Copia sin cambios las líneas de los ítems de abajo, empezando por la línea que contiene "Can you find the river water?" y terminando con la última línea de los ítems, ambas incluidas.

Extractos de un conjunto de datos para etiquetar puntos
- - -
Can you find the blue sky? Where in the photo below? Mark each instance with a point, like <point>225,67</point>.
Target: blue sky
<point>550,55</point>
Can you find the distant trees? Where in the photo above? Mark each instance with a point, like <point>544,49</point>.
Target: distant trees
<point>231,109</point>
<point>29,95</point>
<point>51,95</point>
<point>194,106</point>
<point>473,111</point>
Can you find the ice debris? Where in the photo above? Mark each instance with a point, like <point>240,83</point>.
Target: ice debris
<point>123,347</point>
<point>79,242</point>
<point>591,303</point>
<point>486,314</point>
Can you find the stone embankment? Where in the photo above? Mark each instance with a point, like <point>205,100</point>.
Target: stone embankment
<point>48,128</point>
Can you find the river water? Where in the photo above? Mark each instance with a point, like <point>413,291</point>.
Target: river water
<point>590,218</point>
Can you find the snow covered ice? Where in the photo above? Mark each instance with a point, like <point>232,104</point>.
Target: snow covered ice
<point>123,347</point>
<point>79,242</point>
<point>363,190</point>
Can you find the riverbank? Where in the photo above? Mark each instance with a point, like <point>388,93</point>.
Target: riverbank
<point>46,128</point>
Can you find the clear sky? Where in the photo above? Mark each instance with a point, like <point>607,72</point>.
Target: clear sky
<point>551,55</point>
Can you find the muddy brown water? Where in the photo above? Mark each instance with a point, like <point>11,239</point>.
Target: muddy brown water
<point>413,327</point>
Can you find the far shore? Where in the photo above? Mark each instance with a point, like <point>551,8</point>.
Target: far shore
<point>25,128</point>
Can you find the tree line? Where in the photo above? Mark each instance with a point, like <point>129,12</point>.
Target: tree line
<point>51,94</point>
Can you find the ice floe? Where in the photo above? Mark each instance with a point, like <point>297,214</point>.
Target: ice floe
- - -
> **Solución**:
Can you find the river water? Where in the photo above? Mark each instance with a point, like <point>413,291</point>.
Target: river water
<point>590,218</point>
Can you find the snow covered ice? Where in the photo above? Mark each instance with a point, like <point>232,104</point>.
Target: snow covered ice
<point>123,347</point>
<point>79,242</point>
<point>363,190</point>
Can you find the riverbank? Where in the photo above? Mark each instance with a point, like <point>388,93</point>.
Target: riverbank
<point>46,128</point>
Can you find the clear sky? Where in the photo above? Mark each instance with a point, like <point>607,72</point>.
Target: clear sky
<point>551,55</point>
Can you find the muddy brown water? Where in the photo above? Mark each instance with a point, like <point>11,239</point>.
Target: muddy brown water
<point>413,327</point>
Can you find the far shore? Where in the photo above? Mark each instance with a point, like <point>551,8</point>.
Target: far shore
<point>25,128</point>
Can you find the tree line? Where in the photo above? Mark each instance with a point, like <point>129,12</point>.
Target: tree line
<point>51,94</point>
Can you find the ice floe? Where in the photo above? Mark each instance with a point, like <point>297,214</point>.
Target: ice floe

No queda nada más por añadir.